■ WRITTEN REQUEST: Edit the listing below so that "dot" becomes "mark" each time it occurs, with no other changes.

(Point labeling dataset excerpts)
━━━━━━━━━━━━━━━━━━━━

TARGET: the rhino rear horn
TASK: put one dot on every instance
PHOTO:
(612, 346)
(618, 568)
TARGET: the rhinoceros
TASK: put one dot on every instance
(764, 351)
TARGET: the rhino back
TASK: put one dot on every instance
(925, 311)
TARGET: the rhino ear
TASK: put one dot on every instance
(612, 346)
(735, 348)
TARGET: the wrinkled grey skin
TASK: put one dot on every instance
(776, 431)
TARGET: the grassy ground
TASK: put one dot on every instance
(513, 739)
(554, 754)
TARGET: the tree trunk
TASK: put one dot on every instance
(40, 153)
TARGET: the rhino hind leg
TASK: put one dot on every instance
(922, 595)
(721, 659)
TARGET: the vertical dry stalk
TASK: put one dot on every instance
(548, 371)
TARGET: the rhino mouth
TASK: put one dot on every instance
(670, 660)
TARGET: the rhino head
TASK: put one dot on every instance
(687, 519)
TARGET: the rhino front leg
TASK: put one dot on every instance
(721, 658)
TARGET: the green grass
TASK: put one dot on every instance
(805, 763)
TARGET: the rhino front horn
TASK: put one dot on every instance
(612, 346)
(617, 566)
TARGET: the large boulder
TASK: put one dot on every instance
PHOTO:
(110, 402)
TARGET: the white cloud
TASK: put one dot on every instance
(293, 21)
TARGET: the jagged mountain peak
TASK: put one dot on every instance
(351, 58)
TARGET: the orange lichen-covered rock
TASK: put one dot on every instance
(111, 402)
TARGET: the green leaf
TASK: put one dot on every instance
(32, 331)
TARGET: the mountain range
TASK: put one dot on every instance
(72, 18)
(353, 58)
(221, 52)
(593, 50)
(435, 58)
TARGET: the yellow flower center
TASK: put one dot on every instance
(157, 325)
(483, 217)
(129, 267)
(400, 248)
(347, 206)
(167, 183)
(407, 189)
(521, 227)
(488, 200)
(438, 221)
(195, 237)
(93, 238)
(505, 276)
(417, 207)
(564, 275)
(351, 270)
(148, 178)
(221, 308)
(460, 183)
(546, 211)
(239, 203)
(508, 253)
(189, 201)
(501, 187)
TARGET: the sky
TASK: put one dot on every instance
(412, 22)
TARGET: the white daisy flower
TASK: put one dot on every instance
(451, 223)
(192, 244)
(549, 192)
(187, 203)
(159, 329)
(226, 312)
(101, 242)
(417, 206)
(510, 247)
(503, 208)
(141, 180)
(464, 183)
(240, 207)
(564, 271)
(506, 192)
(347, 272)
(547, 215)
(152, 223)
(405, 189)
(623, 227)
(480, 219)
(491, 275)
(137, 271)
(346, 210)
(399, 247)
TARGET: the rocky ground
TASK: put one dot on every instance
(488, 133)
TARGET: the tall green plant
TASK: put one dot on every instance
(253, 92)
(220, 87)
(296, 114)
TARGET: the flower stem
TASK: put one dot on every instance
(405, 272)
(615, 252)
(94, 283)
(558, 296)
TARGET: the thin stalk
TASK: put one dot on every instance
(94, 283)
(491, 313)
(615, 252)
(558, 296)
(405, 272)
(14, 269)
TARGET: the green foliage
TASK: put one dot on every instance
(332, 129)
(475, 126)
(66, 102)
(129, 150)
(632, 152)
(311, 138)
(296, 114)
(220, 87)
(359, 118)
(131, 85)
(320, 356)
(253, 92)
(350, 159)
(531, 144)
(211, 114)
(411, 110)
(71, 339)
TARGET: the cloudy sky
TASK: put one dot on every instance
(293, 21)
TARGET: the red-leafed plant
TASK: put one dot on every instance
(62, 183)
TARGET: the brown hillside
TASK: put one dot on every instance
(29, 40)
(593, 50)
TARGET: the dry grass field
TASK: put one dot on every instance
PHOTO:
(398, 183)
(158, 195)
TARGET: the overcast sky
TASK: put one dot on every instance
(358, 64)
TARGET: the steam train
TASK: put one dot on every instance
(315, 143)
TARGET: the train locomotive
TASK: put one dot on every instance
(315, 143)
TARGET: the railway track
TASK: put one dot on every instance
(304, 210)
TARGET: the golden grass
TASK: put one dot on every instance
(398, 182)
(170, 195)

━━━━━━━━━━━━━━━━━━━━

■ SOLVED EXERCISE:
TARGET: the rhino rear horn
TASK: put one mark on every instance
PHOTO:
(612, 346)
(618, 568)
TARGET: the rhinoceros
TASK: put one mark on every instance
(764, 351)
TARGET: the rhino back
TASK: put one mark on every instance
(925, 311)
TARGET: the rhino ear
TASK: put one mark on every instance
(612, 346)
(735, 348)
TARGET: the wrinkled grey skin
TASK: put one mark on every instance
(776, 431)
TARGET: the grassy ground
TASK: put one mark on every instance
(513, 739)
(554, 754)
TARGET: the tree trunk
TASK: put one mark on every instance
(40, 153)
TARGET: the rhino hind leg
TASK: put one mark on every instance
(922, 595)
(721, 659)
TARGET: the vertical dry stalk
TASK: put one mark on every instance
(548, 371)
TARGET: the rhino mouth
TASK: put one mark on every instance
(670, 660)
TARGET: the rhino head
TASK: put one mark on every instance
(687, 519)
TARGET: the rhino front leg
TASK: put one mark on every instance
(721, 658)
TARGET: the green grass
TASK: put one mark on every instance
(805, 763)
TARGET: the rhino front horn
TASK: put one mark on every instance
(612, 346)
(617, 566)
TARGET: the large boulder
TASK: put one mark on every instance
PHOTO:
(110, 402)
TARGET: the white cloud
TASK: put one mark on every instance
(293, 21)
TARGET: the jagged mountain peak
TASK: put one mark on every instance
(351, 58)
TARGET: the orange lichen-covered rock
TASK: put one mark on every instance
(111, 402)
TARGET: the green leaf
TASK: put one mark on every instance
(32, 331)
TARGET: the mountain range
TASK: put one mark on every instance
(72, 18)
(353, 58)
(221, 52)
(593, 50)
(435, 58)
TARGET: the yellow flower center
TASK: put one mark on every instance
(157, 325)
(483, 217)
(129, 267)
(400, 248)
(347, 206)
(167, 183)
(407, 189)
(521, 227)
(488, 200)
(438, 221)
(195, 237)
(93, 238)
(505, 276)
(417, 207)
(564, 275)
(351, 270)
(148, 178)
(221, 308)
(460, 183)
(546, 211)
(239, 203)
(508, 253)
(189, 201)
(501, 187)
TARGET: the sky
TASK: put one mark on every instance
(412, 22)
TARGET: the white daisy flower
TASK: put one mark on every instance
(451, 223)
(192, 244)
(549, 192)
(187, 203)
(159, 329)
(226, 312)
(101, 242)
(417, 206)
(510, 247)
(503, 208)
(141, 180)
(464, 183)
(240, 207)
(564, 271)
(506, 192)
(347, 272)
(547, 215)
(152, 223)
(405, 189)
(623, 227)
(480, 219)
(491, 275)
(137, 271)
(346, 210)
(399, 247)
TARGET: the rocky ground
TASK: put one mark on every instance
(488, 133)
TARGET: the tall green plant
TASK: put one mark on every instance
(253, 92)
(220, 87)
(296, 114)
TARGET: the flower stem
TASK: put one mark on every instance
(405, 272)
(615, 252)
(94, 283)
(558, 296)
TARGET: the thin stalk
TASK: put one mark on every instance
(94, 283)
(491, 313)
(615, 252)
(558, 296)
(405, 272)
(14, 269)
TARGET: the green foliage
TASK: put one mark on every instance
(332, 129)
(475, 126)
(66, 102)
(129, 150)
(632, 152)
(311, 138)
(296, 114)
(220, 87)
(359, 118)
(131, 85)
(320, 356)
(253, 92)
(350, 159)
(531, 144)
(211, 114)
(411, 110)
(71, 339)
TARGET: the cloudy sky
TASK: put one mark on every instance
(293, 21)
TARGET: the red-leafed plant
TASK: put one mark on every instance
(62, 183)
TARGET: the brown hillside
TASK: put one mark on every instance
(29, 40)
(593, 50)
TARGET: the dry grass field
TASK: put one mark on every instance
PHOTO:
(398, 183)
(158, 195)
TARGET: the overcast sky
TASK: put one mark on every instance
(358, 64)
TARGET: the steam train
TASK: put one mark on every instance
(315, 143)
TARGET: the train locomotive
TASK: put one mark on every instance
(315, 143)
TARGET: the railway track
TASK: put one mark on every instance
(304, 210)
TARGET: the golden grass
TASK: put one mark on every instance
(398, 182)
(170, 195)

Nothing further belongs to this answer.